* BEGIN *
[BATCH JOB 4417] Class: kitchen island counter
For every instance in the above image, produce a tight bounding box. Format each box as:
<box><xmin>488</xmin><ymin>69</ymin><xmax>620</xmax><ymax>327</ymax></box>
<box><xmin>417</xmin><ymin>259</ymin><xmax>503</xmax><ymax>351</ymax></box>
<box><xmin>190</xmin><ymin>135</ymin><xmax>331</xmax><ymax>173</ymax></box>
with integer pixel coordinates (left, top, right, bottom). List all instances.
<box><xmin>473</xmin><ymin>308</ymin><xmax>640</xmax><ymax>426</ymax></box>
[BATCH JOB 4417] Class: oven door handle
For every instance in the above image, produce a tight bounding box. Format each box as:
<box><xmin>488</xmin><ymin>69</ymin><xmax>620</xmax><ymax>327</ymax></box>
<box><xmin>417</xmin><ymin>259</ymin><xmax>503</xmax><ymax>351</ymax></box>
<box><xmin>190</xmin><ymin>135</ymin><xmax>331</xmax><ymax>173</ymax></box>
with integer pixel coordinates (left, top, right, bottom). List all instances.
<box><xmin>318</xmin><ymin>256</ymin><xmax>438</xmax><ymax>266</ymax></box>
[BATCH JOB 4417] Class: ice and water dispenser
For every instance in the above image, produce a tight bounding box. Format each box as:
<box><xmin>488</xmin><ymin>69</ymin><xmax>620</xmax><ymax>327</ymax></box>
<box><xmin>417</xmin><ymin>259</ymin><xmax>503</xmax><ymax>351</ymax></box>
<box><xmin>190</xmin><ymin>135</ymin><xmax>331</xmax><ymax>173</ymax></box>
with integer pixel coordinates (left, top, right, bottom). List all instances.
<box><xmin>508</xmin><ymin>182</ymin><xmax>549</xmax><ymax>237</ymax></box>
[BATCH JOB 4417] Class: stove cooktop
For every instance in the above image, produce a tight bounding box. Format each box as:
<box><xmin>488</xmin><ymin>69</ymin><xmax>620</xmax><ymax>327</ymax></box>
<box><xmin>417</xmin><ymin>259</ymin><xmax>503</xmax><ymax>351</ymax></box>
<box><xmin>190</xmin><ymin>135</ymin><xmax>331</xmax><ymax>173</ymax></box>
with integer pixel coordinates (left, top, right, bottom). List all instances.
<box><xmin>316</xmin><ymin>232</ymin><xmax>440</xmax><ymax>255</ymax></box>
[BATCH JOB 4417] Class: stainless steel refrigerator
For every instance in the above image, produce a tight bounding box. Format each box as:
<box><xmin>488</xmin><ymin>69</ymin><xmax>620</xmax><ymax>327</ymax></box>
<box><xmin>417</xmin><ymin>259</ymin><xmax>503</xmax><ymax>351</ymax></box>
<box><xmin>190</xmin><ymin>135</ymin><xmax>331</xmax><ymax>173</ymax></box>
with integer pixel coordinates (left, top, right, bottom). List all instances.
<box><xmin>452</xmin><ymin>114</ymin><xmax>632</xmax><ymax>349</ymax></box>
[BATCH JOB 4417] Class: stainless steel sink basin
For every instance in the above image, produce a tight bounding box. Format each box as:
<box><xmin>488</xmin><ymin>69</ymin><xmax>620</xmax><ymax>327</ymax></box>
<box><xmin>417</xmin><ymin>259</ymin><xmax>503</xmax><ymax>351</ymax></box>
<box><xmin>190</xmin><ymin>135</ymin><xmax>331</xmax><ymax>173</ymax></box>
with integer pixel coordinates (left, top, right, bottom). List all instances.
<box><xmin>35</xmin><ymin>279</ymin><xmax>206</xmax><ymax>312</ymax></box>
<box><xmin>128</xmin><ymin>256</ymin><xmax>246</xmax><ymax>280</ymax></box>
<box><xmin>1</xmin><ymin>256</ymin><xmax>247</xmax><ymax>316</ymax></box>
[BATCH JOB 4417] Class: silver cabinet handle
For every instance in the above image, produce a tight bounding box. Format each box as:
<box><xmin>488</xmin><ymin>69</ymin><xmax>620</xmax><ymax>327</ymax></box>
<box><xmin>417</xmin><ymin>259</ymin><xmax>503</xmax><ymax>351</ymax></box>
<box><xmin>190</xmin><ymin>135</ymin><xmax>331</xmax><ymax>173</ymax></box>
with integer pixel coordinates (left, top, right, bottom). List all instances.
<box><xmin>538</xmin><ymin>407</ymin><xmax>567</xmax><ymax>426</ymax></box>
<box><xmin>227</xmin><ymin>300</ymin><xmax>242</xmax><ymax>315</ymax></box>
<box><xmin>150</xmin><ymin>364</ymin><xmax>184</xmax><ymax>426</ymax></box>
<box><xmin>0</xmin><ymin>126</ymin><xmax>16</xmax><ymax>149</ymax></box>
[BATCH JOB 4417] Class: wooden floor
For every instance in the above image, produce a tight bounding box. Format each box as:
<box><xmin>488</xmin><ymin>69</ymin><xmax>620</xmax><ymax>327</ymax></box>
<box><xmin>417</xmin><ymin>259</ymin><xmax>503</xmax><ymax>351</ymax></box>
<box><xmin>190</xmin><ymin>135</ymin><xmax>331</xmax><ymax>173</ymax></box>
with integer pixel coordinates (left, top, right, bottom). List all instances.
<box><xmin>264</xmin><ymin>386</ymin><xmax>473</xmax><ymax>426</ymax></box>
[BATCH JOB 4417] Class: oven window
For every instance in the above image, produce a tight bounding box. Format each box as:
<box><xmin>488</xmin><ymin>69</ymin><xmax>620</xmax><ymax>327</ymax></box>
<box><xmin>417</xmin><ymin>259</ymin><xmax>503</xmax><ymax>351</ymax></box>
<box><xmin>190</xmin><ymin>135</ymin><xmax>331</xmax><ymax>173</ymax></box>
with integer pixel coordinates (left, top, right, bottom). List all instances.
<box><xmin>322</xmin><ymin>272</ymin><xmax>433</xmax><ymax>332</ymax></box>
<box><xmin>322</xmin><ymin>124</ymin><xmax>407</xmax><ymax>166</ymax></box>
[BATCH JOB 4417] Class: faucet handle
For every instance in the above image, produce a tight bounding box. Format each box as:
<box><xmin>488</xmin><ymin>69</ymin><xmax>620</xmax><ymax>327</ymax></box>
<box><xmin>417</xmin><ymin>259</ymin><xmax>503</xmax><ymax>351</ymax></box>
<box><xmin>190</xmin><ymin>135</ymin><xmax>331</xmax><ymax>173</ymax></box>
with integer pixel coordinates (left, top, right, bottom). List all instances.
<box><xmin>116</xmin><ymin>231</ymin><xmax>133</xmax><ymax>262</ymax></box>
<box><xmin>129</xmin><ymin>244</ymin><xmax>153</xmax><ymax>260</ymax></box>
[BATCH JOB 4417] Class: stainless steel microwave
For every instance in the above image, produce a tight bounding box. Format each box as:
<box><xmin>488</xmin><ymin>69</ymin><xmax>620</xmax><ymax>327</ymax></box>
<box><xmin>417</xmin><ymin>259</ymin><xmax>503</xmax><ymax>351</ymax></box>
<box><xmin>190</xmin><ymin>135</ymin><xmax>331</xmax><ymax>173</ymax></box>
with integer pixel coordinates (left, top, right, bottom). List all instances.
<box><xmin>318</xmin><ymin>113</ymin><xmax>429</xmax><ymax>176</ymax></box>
* END *
§ Goal: Pull out each line of the records above that contains the word "steel" and copy it unchanged. Case counts.

§ Answer for this exercise:
[BATCH JOB 4417] Class: stainless steel refrigerator
[BATCH JOB 4417] Class: stainless steel sink basin
[BATCH JOB 4417] Class: stainless steel microwave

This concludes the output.